Start of Provided records

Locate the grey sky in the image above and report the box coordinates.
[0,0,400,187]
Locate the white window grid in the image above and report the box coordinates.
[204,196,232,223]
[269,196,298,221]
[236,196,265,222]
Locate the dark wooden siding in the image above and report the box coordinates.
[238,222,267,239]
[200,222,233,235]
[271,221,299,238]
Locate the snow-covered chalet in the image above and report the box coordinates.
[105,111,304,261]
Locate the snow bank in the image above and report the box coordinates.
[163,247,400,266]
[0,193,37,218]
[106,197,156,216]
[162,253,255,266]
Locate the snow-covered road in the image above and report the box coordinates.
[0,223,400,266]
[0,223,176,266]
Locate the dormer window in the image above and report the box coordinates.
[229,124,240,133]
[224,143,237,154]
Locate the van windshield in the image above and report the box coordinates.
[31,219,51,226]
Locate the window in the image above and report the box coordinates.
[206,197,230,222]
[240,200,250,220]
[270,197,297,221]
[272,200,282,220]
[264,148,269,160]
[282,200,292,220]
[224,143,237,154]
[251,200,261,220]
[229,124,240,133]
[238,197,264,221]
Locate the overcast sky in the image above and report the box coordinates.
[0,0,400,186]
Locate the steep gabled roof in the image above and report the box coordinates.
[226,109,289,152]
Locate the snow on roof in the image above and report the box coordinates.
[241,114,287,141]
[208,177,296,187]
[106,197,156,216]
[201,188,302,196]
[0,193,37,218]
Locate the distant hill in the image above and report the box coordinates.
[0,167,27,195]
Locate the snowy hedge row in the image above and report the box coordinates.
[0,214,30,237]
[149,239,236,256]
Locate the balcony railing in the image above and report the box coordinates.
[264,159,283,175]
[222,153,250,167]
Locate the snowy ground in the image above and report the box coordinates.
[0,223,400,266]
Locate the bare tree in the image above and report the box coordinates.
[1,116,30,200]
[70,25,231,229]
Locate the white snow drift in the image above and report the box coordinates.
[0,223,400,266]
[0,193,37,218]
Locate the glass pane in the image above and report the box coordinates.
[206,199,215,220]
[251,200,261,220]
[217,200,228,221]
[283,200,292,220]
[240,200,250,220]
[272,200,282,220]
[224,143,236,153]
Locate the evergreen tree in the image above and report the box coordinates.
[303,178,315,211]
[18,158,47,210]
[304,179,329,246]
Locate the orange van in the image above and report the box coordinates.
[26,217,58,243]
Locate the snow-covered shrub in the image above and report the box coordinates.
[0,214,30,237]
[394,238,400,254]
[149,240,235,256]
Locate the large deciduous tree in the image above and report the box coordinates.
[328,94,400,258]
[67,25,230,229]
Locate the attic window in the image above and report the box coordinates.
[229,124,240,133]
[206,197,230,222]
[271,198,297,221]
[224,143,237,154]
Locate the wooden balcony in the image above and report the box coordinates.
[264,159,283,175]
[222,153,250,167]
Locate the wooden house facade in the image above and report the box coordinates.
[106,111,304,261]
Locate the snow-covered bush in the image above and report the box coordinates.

End of Provided records

Quote all of the entries above word for word, keeping them in their original order.

▶ **Correct answer**:
Locate the grey sky in the image above and report the box coordinates.
[0,0,400,187]
Locate the white window grid in the image above and report the box coordinates.
[204,196,232,223]
[269,196,298,221]
[236,196,265,222]
Locate the dark wooden siding in the image above and report the box coordinates.
[238,222,267,239]
[200,222,233,235]
[271,221,299,238]
Locate the snow-covered chalet in the image above and report the box coordinates.
[105,111,304,261]
Locate the snow bank in the image above and report the box coordinates.
[163,247,400,266]
[0,193,37,218]
[106,197,156,216]
[162,253,255,266]
Locate the snow-covered road in the image above and report the box coordinates.
[0,223,400,266]
[0,223,176,266]
Locate the dormer window in the image above and report the box coordinates.
[229,124,240,133]
[224,143,237,154]
Locate the van windshield in the image above and report the box coordinates.
[31,219,51,226]
Locate the window in the image above and report the box coordinates.
[206,197,230,222]
[240,200,250,220]
[270,197,297,221]
[272,200,282,220]
[264,148,269,160]
[282,200,292,220]
[224,143,237,154]
[251,200,261,220]
[229,124,240,133]
[238,197,264,221]
Locate the overcast sky in the image above and report the box coordinates.
[0,0,400,186]
Locate the steep gabled roof in the image above and report the box coordinates.
[226,109,289,152]
Locate the snow on roof in the image above and report the box coordinates.
[241,114,287,141]
[208,177,296,187]
[106,197,156,216]
[201,188,302,196]
[0,193,37,218]
Locate the distant hill in the image above and report the box coordinates.
[0,167,27,195]
Locate the snowy hedge row in the image above and report the box coordinates.
[0,214,30,237]
[149,239,236,256]
Locate the balcony railing in the image above and report the box coordinates.
[264,159,283,175]
[222,153,250,167]
Locate the snowy ground in the image above and report the box coordinates.
[0,223,400,266]
Locate the bare tree in the image above and report the box coordinates.
[1,116,30,200]
[70,25,231,229]
Locate the white snow drift in the image above and report the box coordinates.
[0,223,400,266]
[0,193,37,218]
Locate the glass pane in the image above and report the box coordinates.
[206,199,215,220]
[251,200,261,220]
[217,200,228,221]
[283,200,292,220]
[240,200,250,220]
[272,200,282,220]
[224,143,236,153]
Locate the evergreen tree in the image above and report the box coordinates.
[303,178,315,211]
[18,158,47,210]
[304,179,329,246]
Locate the orange van in the image above and report the box coordinates.
[26,217,58,243]
Locate the snow-covered shrub in the image above and report the box coordinates.
[0,214,30,237]
[394,238,400,254]
[149,240,235,256]
Locate the large deciduous tree in the image above and report the box coordinates.
[328,94,400,258]
[67,25,230,229]
Locate the attic window in the image above and report the box coordinates.
[229,124,240,133]
[206,197,230,222]
[271,198,297,221]
[224,143,237,154]
Locate the wooden balcony in the image above and report the box coordinates.
[264,159,283,175]
[222,153,250,167]
Locate the wooden house facade in the image above and report the box coordinates.
[106,111,304,261]
Locate the snow-covered bush in the image above and report the box coordinates.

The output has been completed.